* **THE EXERCISE**
Find the line that contains "the chin, each" in the entries below. Output it and each later line exactly, and nothing else.

* **STORED ROWS**
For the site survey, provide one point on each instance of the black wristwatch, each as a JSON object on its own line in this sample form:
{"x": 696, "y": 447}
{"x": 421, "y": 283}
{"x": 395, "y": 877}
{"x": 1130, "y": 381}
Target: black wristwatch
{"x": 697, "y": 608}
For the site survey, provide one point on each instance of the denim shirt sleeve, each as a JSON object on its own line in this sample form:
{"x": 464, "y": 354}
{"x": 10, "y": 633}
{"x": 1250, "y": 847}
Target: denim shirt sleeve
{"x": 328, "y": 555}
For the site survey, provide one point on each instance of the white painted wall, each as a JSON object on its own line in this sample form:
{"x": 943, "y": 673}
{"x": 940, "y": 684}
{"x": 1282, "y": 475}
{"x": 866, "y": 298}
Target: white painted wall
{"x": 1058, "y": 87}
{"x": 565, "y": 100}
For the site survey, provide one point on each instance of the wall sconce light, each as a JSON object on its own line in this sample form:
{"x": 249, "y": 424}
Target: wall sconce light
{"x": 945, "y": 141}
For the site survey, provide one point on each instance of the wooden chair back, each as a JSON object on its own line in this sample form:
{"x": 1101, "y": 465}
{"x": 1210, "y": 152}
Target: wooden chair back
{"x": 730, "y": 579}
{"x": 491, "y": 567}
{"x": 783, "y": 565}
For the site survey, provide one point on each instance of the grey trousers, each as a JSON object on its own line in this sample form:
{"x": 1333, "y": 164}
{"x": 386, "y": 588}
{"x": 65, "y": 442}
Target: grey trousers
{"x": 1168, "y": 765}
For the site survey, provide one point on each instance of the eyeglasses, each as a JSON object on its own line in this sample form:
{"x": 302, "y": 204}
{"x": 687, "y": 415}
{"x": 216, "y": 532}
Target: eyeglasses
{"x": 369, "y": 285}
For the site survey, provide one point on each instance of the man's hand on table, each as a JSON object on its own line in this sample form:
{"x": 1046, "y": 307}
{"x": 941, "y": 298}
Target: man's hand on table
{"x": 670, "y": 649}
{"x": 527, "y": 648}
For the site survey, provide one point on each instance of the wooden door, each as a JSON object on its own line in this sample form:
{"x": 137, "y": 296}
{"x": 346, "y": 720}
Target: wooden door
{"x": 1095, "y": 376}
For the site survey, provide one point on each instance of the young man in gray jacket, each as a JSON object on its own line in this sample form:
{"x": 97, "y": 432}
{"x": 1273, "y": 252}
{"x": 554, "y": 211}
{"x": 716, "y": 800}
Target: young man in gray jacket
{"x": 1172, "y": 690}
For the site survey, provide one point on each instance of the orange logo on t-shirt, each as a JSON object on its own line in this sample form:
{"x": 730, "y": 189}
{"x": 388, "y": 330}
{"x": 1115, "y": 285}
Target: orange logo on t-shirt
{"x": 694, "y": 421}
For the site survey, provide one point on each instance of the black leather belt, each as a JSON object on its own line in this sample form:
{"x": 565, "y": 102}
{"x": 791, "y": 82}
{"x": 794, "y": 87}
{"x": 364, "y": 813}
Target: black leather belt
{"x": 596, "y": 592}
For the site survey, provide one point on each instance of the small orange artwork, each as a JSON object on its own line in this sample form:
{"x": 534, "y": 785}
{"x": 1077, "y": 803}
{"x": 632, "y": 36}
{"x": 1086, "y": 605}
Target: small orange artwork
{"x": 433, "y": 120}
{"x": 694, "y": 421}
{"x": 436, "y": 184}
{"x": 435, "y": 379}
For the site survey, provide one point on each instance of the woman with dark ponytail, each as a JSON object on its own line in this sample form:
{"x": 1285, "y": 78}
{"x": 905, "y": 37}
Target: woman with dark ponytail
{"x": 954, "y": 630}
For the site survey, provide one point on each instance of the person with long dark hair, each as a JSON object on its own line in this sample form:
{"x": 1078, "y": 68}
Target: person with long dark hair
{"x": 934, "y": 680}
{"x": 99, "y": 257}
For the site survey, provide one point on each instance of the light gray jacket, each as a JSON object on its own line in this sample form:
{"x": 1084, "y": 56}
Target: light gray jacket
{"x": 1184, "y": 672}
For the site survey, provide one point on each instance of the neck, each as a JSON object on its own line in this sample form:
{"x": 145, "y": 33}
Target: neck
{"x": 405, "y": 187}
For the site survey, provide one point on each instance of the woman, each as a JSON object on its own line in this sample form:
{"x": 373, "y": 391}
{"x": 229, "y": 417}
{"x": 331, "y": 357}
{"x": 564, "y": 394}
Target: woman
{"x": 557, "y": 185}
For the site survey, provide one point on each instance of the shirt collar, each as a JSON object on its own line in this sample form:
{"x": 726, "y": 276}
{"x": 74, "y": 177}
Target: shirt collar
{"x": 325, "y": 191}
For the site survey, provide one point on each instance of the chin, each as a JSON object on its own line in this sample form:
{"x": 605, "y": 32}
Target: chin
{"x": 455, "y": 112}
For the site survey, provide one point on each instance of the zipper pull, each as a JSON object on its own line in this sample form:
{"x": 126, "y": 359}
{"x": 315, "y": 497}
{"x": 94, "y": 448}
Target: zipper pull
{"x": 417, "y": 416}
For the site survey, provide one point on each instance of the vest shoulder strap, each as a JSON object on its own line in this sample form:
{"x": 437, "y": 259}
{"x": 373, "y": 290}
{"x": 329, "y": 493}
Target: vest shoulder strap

* **REPLY**
For the site survey, provide one point on each instance of the chin, each as a JSON object on its own line in this sample form:
{"x": 605, "y": 32}
Target: chin
{"x": 455, "y": 112}
For the site survey, provide one point on each instance of the zipper pull, each as a JSON object on its own line in this sample form:
{"x": 126, "y": 359}
{"x": 315, "y": 497}
{"x": 94, "y": 448}
Target: zipper pull
{"x": 417, "y": 416}
For the site survey, provide one point on each instance of the vest shoulder strap, each as a JSON object on its own line in this sample form:
{"x": 437, "y": 259}
{"x": 373, "y": 290}
{"x": 329, "y": 493}
Target: vest shoulder strap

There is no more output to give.